* Exercise objective
Your answer must be a word-for-word copy of the listing, with all pictures excluded.

BEGIN Supplied data

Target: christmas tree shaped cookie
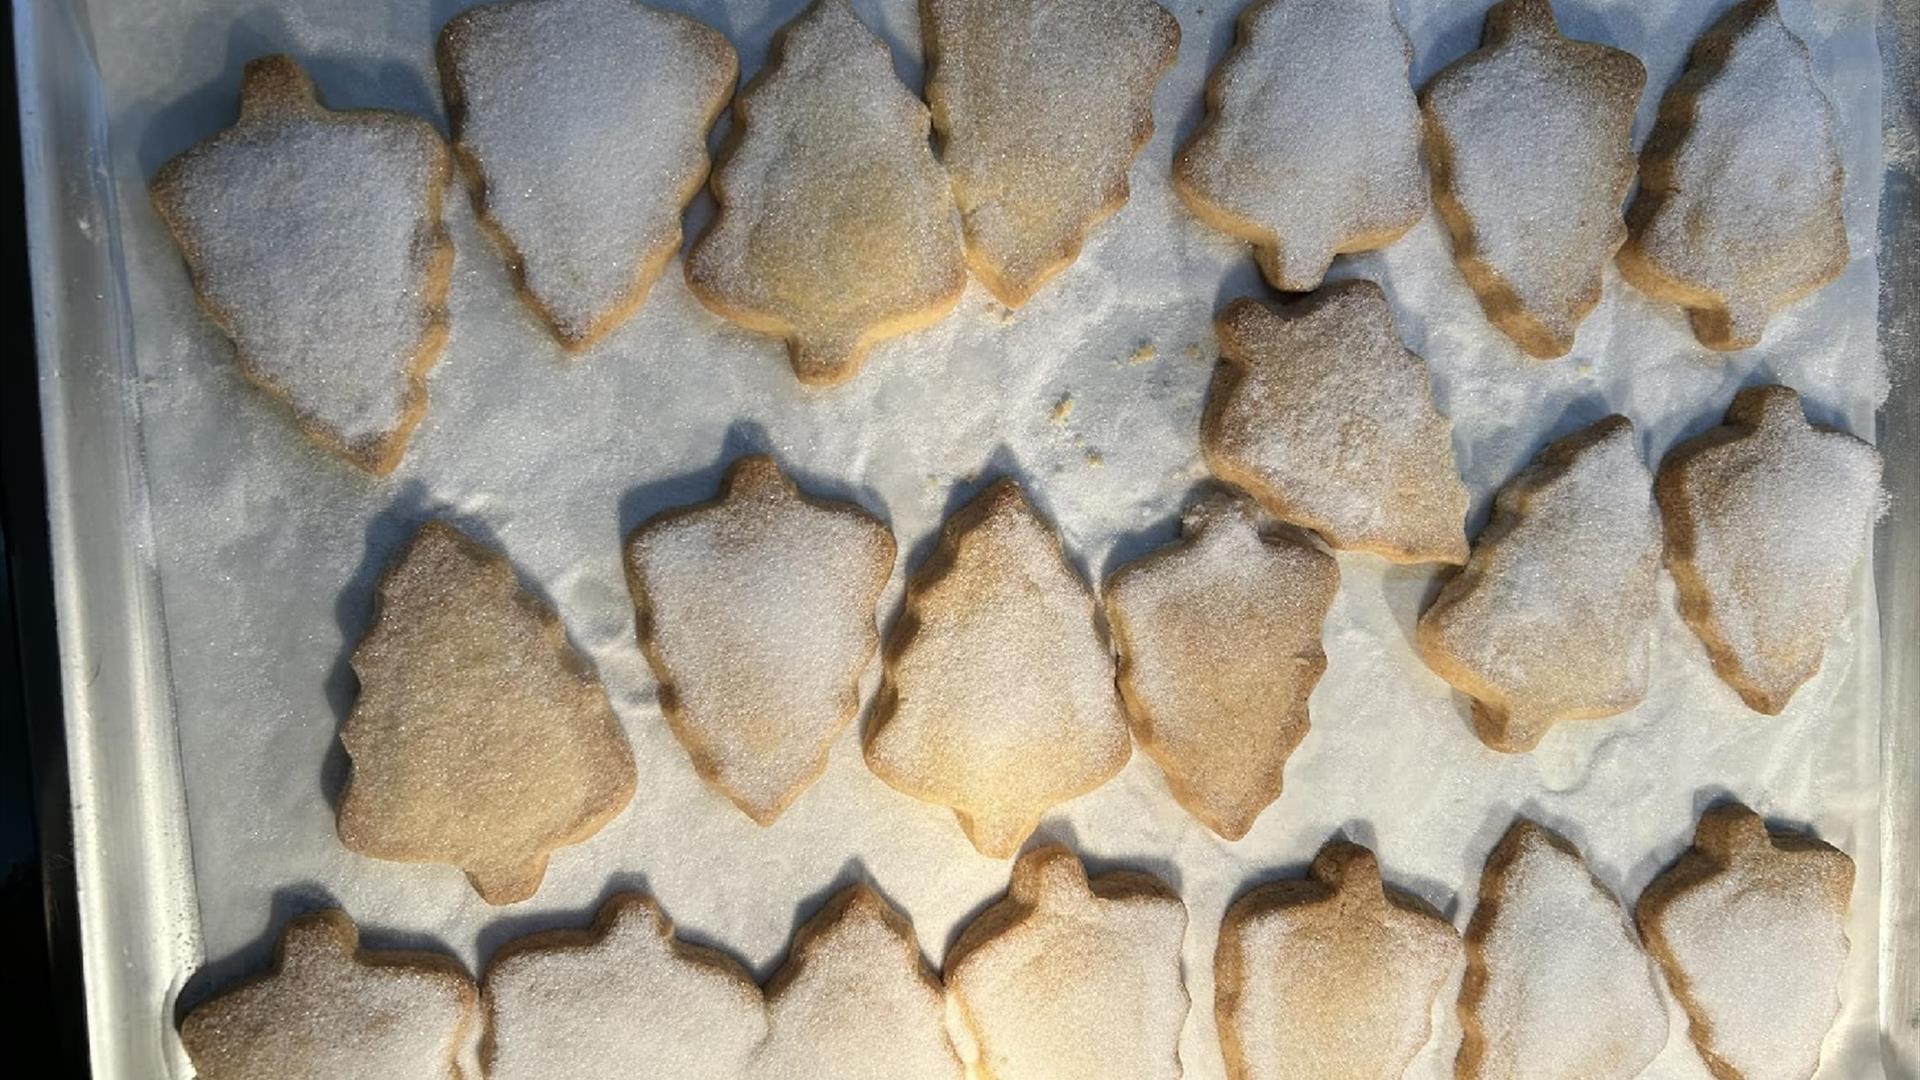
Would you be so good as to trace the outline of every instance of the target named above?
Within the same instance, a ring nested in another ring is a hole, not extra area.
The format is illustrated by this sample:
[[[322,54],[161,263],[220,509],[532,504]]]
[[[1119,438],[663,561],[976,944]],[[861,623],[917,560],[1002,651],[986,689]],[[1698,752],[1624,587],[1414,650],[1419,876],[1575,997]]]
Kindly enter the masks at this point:
[[[1251,243],[1276,289],[1398,240],[1427,212],[1413,47],[1390,0],[1256,0],[1173,164],[1200,220]]]
[[[1640,157],[1620,270],[1687,309],[1713,349],[1760,343],[1775,311],[1847,265],[1833,109],[1772,0],[1693,47]]]
[[[1127,201],[1180,24],[1151,0],[925,0],[921,12],[967,262],[1019,307]]]
[[[335,112],[285,56],[249,63],[234,126],[167,162],[153,205],[240,371],[362,469],[400,463],[446,344],[452,166],[432,125]]]
[[[628,540],[667,720],[700,775],[760,824],[819,777],[859,708],[892,574],[886,526],[800,494],[768,457],[742,458],[718,500]]]
[[[1640,896],[1640,936],[1717,1080],[1807,1080],[1840,1011],[1853,860],[1738,804]]]
[[[1454,262],[1528,355],[1565,355],[1600,302],[1646,82],[1631,53],[1562,37],[1547,0],[1501,0],[1481,47],[1420,92]]]
[[[633,796],[633,752],[559,618],[445,522],[422,526],[381,578],[352,662],[339,826],[354,851],[450,863],[507,904],[540,887],[549,852]]]
[[[787,341],[803,382],[843,382],[881,338],[966,288],[926,106],[847,0],[815,0],[733,103],[720,212],[687,257],[702,303]]]
[[[513,0],[441,32],[474,202],[566,347],[626,321],[680,249],[738,72],[719,32],[637,0]]]
[[[1655,484],[1680,614],[1759,712],[1787,707],[1846,618],[1880,509],[1880,455],[1807,422],[1784,386],[1743,390]]]
[[[980,1075],[1178,1080],[1186,929],[1186,905],[1150,875],[1088,881],[1066,848],[1022,856],[947,958]]]
[[[273,970],[181,1021],[200,1080],[460,1080],[475,994],[459,965],[359,943],[339,911],[290,920]]]
[[[1337,548],[1466,561],[1467,489],[1427,366],[1386,297],[1357,281],[1215,320],[1221,364],[1200,421],[1213,474]]]
[[[1179,544],[1107,580],[1134,734],[1180,804],[1229,840],[1280,796],[1306,737],[1339,584],[1331,556],[1263,534],[1253,507],[1226,495],[1188,514]]]
[[[1473,557],[1420,616],[1427,666],[1473,699],[1495,750],[1625,712],[1647,693],[1660,522],[1633,425],[1609,416],[1500,489]]]
[[[767,1031],[747,973],[674,940],[638,893],[607,901],[590,931],[509,943],[484,989],[490,1080],[734,1080]]]
[[[1092,598],[1011,480],[948,519],[885,661],[867,764],[952,807],[983,854],[1013,855],[1132,752]]]
[[[856,885],[800,928],[767,984],[767,1039],[750,1080],[963,1080],[940,983],[913,927]]]
[[[1453,924],[1382,885],[1373,852],[1328,844],[1305,880],[1227,910],[1213,962],[1227,1073],[1399,1080],[1461,958]]]
[[[1572,844],[1524,818],[1467,926],[1461,1080],[1627,1080],[1667,1043],[1653,964]]]

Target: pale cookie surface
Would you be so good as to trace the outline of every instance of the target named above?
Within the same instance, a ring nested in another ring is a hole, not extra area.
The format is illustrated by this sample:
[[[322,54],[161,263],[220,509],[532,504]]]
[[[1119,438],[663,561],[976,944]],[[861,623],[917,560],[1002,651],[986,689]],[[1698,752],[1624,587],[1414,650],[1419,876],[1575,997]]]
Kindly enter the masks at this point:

END Supplied data

* Response below
Target: christmas tree shaped cookie
Would you be so good as to trace the outline of every instance of the target named above?
Within the same instance, a ring nested in another ring is a hole, not extra area.
The format is illustrated by this sample:
[[[322,54],[161,263],[220,509],[532,504]]]
[[[1119,438],[663,561],[976,944]],[[861,623],[917,560],[1002,651],[986,689]],[[1698,752],[1624,587],[1414,650],[1419,876],[1575,997]]]
Kindly enter the masks at this point:
[[[1251,243],[1276,289],[1398,240],[1427,212],[1413,47],[1390,0],[1256,0],[1173,164],[1200,220]]]
[[[1640,157],[1620,270],[1687,309],[1713,349],[1760,343],[1775,311],[1847,265],[1833,109],[1772,0],[1693,47]]]
[[[1127,201],[1180,24],[1151,0],[925,0],[921,12],[967,262],[1019,307]]]
[[[335,112],[285,56],[249,63],[234,126],[167,162],[153,205],[240,371],[362,469],[400,463],[446,344],[452,166],[432,125]]]
[[[628,540],[667,720],[700,775],[760,824],[819,777],[859,708],[892,574],[886,526],[800,494],[768,457],[742,458],[718,500]]]
[[[1640,896],[1640,936],[1717,1080],[1807,1080],[1840,1011],[1853,860],[1738,804]]]
[[[1454,262],[1528,355],[1565,355],[1600,302],[1646,82],[1631,53],[1562,37],[1547,0],[1501,0],[1481,47],[1420,92]]]
[[[633,796],[633,752],[559,618],[445,522],[422,526],[381,578],[352,662],[339,826],[354,851],[450,863],[507,904],[540,887],[549,852]]]
[[[787,341],[803,382],[843,382],[881,338],[966,288],[926,106],[847,0],[815,0],[733,103],[720,212],[687,257],[702,303]]]
[[[513,0],[441,32],[474,202],[566,347],[626,321],[680,249],[738,72],[719,32],[637,0]]]
[[[1655,484],[1680,614],[1759,712],[1787,707],[1846,618],[1880,509],[1880,455],[1807,422],[1784,386],[1743,390]]]
[[[980,1075],[1178,1080],[1186,929],[1186,905],[1150,875],[1088,881],[1066,848],[1022,856],[947,958]]]
[[[273,970],[181,1021],[200,1080],[460,1080],[475,994],[459,965],[359,943],[339,911],[290,920]]]
[[[1337,548],[1466,561],[1467,489],[1427,366],[1386,297],[1357,281],[1215,320],[1221,364],[1200,421],[1213,474]]]
[[[1179,544],[1107,580],[1134,734],[1180,804],[1229,840],[1280,796],[1306,737],[1339,584],[1331,556],[1263,534],[1253,507],[1226,495],[1188,514]]]
[[[1473,557],[1420,616],[1427,666],[1473,699],[1495,750],[1625,712],[1647,693],[1660,522],[1633,425],[1609,416],[1500,489]]]
[[[767,1031],[747,973],[674,940],[638,893],[607,901],[590,931],[509,943],[484,989],[490,1080],[734,1080]]]
[[[1092,598],[1011,480],[948,519],[885,661],[867,764],[952,807],[983,854],[1013,855],[1132,752]]]
[[[856,885],[800,928],[767,984],[767,1039],[750,1080],[963,1080],[940,983],[913,927]]]
[[[1453,924],[1382,885],[1373,852],[1328,844],[1305,880],[1227,910],[1213,962],[1227,1073],[1399,1080],[1461,958]]]
[[[1572,844],[1524,818],[1467,926],[1461,1080],[1627,1080],[1667,1043],[1653,964]]]

Target: pale cookie surface
Would you be so good as to trace the outline of every instance of the target named above?
Within the same instance, a ring nested in another ring is a hole, not extra area.
The format is illustrated by this sample:
[[[322,54],[161,263],[220,509],[532,504]]]
[[[1119,438],[663,561],[976,944]],[[861,623],[917,560],[1002,651],[986,689]],[[1698,752],[1624,587],[1414,650],[1419,876],[1575,997]]]
Kindly enter the masks at this point:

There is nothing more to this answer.